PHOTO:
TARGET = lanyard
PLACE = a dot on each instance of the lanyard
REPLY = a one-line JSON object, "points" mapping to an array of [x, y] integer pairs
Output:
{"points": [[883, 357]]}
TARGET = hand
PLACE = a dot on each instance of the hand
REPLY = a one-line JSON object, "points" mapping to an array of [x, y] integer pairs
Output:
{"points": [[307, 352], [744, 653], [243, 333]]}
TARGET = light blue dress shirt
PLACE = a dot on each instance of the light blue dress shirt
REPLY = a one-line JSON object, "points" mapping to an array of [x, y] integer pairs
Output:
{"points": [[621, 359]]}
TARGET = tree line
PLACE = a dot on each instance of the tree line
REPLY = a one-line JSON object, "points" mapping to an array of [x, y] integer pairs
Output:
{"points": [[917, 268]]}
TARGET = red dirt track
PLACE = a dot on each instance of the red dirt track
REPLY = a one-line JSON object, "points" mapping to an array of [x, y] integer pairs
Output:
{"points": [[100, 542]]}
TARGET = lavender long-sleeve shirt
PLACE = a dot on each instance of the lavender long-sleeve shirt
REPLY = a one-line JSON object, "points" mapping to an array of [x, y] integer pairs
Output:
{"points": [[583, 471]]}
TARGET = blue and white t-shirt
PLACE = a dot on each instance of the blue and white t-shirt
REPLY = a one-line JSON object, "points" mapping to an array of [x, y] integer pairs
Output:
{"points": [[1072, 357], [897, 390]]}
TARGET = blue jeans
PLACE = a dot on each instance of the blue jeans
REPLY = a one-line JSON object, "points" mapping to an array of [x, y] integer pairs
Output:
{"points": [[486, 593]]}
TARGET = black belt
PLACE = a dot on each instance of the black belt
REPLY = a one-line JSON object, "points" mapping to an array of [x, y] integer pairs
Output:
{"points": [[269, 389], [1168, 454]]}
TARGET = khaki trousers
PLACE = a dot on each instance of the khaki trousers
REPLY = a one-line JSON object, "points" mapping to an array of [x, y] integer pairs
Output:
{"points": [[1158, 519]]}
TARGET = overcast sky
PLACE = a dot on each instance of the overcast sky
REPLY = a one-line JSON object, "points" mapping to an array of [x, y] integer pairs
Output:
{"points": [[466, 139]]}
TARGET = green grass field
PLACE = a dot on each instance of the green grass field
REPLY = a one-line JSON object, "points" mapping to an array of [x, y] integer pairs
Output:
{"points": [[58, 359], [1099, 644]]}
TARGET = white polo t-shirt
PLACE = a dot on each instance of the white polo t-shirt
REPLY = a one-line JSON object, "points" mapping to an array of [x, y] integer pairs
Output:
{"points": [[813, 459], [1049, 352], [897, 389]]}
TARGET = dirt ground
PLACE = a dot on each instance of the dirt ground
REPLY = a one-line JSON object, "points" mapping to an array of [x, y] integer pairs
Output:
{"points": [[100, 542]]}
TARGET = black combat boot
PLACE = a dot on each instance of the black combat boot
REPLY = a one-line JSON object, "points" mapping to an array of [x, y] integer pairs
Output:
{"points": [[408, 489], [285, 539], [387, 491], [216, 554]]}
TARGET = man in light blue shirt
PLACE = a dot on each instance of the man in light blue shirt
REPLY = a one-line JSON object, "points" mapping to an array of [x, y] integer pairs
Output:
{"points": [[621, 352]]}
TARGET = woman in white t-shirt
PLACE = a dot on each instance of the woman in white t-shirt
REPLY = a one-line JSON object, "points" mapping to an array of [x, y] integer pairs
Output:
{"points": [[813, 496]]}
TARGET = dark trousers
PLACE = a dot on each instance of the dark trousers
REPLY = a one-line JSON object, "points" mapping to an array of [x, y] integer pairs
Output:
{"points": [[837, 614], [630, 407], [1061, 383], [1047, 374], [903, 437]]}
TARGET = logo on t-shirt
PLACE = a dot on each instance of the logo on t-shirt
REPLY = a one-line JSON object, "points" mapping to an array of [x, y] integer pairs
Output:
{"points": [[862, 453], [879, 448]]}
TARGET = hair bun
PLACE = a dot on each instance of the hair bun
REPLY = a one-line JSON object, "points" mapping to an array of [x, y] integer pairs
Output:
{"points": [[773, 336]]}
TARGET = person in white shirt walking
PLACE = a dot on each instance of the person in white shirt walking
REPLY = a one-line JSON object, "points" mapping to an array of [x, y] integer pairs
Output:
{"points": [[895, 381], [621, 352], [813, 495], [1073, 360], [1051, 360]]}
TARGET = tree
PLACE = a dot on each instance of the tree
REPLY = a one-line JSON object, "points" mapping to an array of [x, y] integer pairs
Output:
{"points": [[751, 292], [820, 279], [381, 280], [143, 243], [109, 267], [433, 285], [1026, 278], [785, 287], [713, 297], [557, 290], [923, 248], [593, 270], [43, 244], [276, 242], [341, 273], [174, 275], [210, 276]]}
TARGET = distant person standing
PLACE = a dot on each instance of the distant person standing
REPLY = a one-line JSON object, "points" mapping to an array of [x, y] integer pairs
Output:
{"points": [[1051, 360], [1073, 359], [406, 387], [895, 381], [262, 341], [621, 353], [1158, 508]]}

———

Stated problem:
Copy the entire listing above word for word, from its first line through its last.

Response:
PHOTO:
TARGET = lanyard
PLACE = a dot on each instance of the lanyard
REPLY = a one-line JSON object, "points" mapping to an array of [x, y] integer pairs
Output:
{"points": [[883, 357]]}
TARGET = hand
PLACE = a dot on each instance of the hand
REPLY = a one-line JSON object, "points" mapping to an array of [x, y] integer pairs
Output:
{"points": [[307, 352], [744, 653], [243, 333]]}
TARGET = light blue dress shirt
PLACE = a dot on each instance of the light blue dress shirt
REPLY = a one-line JSON object, "points" mapping to an array of [x, y] integer pairs
Output:
{"points": [[621, 359]]}
TARGET = tree line
PLACE = a dot on each instance of the tree line
REPLY = a one-line JSON object, "points" mapping to an array of [x, y] integer pairs
Output:
{"points": [[917, 268]]}
TARGET = red dirt track
PLACE = a dot on each instance of the red dirt track
REPLY = a one-line JSON object, "points" mapping to an array of [x, y] integer pairs
Output:
{"points": [[100, 542]]}
TARGET = lavender long-sleeve shirt
PLACE = a dot on each instance of the lavender long-sleeve shirt
REPLY = a one-line JSON object, "points" mapping to an array of [x, y] integer pairs
Output:
{"points": [[583, 471]]}
TARGET = blue and white t-shirt
PLACE = a dot on each instance of the blue and white t-shirt
REPLY = a one-line JSON object, "points" mapping to an array of [x, y] integer pairs
Output:
{"points": [[1072, 357], [897, 390]]}
TARGET = blue jeans
PLACE = a dot on each instance of the blue jeans
REPLY = a one-line JSON object, "points" mapping to an array of [x, y] integer pairs
Output:
{"points": [[486, 593]]}
TARGET = black belt
PLACE = a dot on each instance of the black belt
REPLY = a one-line JSON object, "points" mapping to an array of [x, y] integer pairs
Output:
{"points": [[269, 389], [1168, 454]]}
TARGET = khaki trousers
PLACE = a dot on each instance of the khaki trousers
REPLY = a one-line JSON object, "points" mapping to an array of [x, y] integer pairs
Output:
{"points": [[1158, 519]]}
TARGET = overcast sky
PLACE = a dot on each instance of the overcast sky
REPLY = a one-line JSON object, "points" mapping to an array of [x, y] integer pairs
Output:
{"points": [[466, 139]]}
TARGET = green grass field
PLACE = a dot on each instance of the green grass field
REPLY = a one-line JSON object, "points" mapping to an array of [x, y] integer pairs
Output:
{"points": [[58, 359], [1099, 644]]}
TARGET = white polo t-shirt
PLACE = a dot on each instance of the white polo t-shirt
REPLY = a one-line JSON object, "points" mapping to an array of [x, y] integer pairs
Output:
{"points": [[813, 459], [1049, 352], [897, 389]]}
TARGET = dirt ground
PLACE = a dot on each instance of the dirt ground
REPLY = a one-line JSON object, "points" mapping to an array of [x, y] integer pairs
Output:
{"points": [[100, 542]]}
TARGET = black combat boot
PLACE = a dot on each instance of the black combat boot
REPLY = a one-line JSON object, "points" mapping to an array of [x, y] integer pairs
Output:
{"points": [[408, 489], [285, 539], [387, 491], [216, 554]]}
TARGET = man in light blue shirt
PLACE = a dot on each instance of the man in light blue shirt
REPLY = a one-line JSON object, "points" mapping to an array of [x, y] integer pairs
Output:
{"points": [[621, 352]]}
TARGET = woman in white t-shirt
PLACE = a dot on each instance of the woman in white t-shirt
REPLY = a one-line JSON object, "points" mapping to an array of [x, y] integer pairs
Output:
{"points": [[813, 496]]}
TARGET = dark trousers
PLACE = a dot on each instance of the dark trousers
REPLY = a one-line JSON object, "points" mapping to an array of [x, y] integer pairs
Output:
{"points": [[837, 614], [630, 407], [1061, 383], [1047, 374], [903, 437]]}
TARGET = logo on t-shirt
PLACE = a dot on each instance of the logo on t-shirt
REPLY = a one-line JSON object, "points" mapping to an array of [x, y] integer pairs
Output:
{"points": [[862, 453], [879, 448]]}
TARGET = hair bun
PLACE = a dot on each instance of the hair bun
REPLY = a one-line JSON object, "points" mapping to an array of [x, y] integer pairs
Output:
{"points": [[773, 336]]}
TARGET = person in white shirt walking
PLACE = a dot on each instance of the person in white shirt walking
REPLY = a one-line JSON object, "points" mapping to an array of [x, y] integer pairs
Output:
{"points": [[895, 381], [621, 352], [813, 495], [1073, 360], [1051, 360]]}
TARGET = tree
PLACE = a dot on each instance of the tree
REPLY = a one-line JSON object, "points" mapping to an array of [x, y] integer pairs
Output:
{"points": [[751, 292], [820, 279], [381, 280], [143, 243], [109, 267], [433, 285], [1026, 278], [785, 287], [713, 297], [557, 290], [923, 248], [593, 270], [43, 244], [276, 242], [341, 273], [174, 275], [210, 276]]}
TARGET = distant person standing
PLACE = a dot on each instance of the distant person standing
REPLY = a one-line JSON object, "points" mapping to an array of [x, y] integer pairs
Output:
{"points": [[1051, 360], [1073, 359], [406, 387], [895, 381], [262, 341], [621, 353], [1158, 508]]}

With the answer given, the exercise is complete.